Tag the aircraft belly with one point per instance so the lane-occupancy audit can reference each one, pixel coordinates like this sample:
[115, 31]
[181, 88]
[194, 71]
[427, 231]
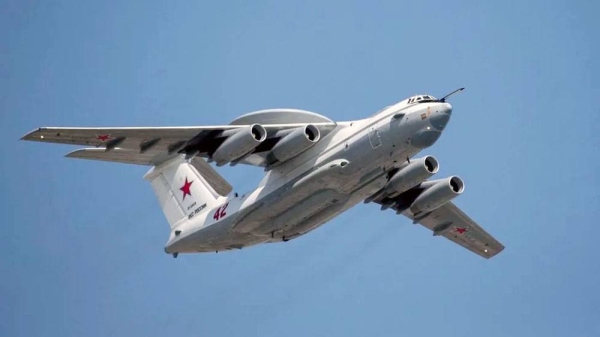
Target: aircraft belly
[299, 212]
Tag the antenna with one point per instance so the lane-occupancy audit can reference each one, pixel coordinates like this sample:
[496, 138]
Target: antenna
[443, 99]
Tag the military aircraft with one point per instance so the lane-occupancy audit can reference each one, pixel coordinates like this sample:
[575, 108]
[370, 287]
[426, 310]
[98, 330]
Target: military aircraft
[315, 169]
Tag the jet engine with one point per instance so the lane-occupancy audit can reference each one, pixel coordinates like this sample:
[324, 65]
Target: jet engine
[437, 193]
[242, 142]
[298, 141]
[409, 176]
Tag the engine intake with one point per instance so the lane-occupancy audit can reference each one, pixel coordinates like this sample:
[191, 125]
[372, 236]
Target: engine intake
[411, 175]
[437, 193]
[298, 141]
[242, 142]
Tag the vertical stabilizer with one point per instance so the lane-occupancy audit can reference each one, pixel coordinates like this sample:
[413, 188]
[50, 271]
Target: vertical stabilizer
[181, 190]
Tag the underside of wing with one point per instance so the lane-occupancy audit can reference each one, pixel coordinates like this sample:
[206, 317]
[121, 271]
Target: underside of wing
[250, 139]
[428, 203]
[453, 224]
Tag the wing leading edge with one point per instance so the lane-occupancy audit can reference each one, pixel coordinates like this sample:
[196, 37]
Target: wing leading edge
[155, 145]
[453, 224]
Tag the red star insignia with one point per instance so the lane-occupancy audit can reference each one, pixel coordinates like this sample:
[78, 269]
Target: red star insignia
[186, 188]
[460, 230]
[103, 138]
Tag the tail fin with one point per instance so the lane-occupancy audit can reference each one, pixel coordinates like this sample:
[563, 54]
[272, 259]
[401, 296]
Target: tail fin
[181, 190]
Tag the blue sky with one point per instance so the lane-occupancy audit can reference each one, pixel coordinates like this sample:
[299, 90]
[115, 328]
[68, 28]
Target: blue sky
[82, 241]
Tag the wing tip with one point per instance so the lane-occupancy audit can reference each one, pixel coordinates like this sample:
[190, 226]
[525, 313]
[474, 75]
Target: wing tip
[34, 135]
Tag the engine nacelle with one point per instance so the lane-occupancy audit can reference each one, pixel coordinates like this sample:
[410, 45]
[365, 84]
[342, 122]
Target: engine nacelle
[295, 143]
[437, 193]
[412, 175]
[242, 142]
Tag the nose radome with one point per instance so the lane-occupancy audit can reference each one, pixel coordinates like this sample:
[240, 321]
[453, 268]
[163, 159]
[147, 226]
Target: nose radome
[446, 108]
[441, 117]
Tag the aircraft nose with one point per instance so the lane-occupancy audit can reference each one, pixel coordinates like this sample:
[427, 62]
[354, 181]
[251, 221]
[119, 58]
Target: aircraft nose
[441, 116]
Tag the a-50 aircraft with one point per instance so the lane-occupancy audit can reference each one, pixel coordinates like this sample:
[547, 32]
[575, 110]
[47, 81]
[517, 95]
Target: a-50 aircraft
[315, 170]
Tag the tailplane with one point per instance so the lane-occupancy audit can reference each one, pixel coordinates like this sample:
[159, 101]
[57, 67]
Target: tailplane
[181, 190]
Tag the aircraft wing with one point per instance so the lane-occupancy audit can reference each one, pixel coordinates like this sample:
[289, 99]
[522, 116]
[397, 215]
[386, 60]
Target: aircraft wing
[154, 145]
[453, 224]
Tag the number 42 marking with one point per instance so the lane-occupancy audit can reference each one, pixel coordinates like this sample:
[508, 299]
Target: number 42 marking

□ □ □ □

The problem:
Can you copy the listing from the line containing "Tag the aircraft wing" through the end of the listing, both ends included, with the requests kept as they are and 106 added to every number in the answer point coordinates?

Answer:
Tag the aircraft wing with one point per instance so the lane-occupancy audit can reference each one, pixel coordinates like this sample:
[289, 99]
[522, 116]
[397, 215]
[386, 60]
Target: aircraft wing
[260, 251]
[559, 330]
Tag the number 42 marking with one point per instance so the lane-occupancy audit can reference each one, pixel coordinates like this sample:
[508, 299]
Target: number 42 marking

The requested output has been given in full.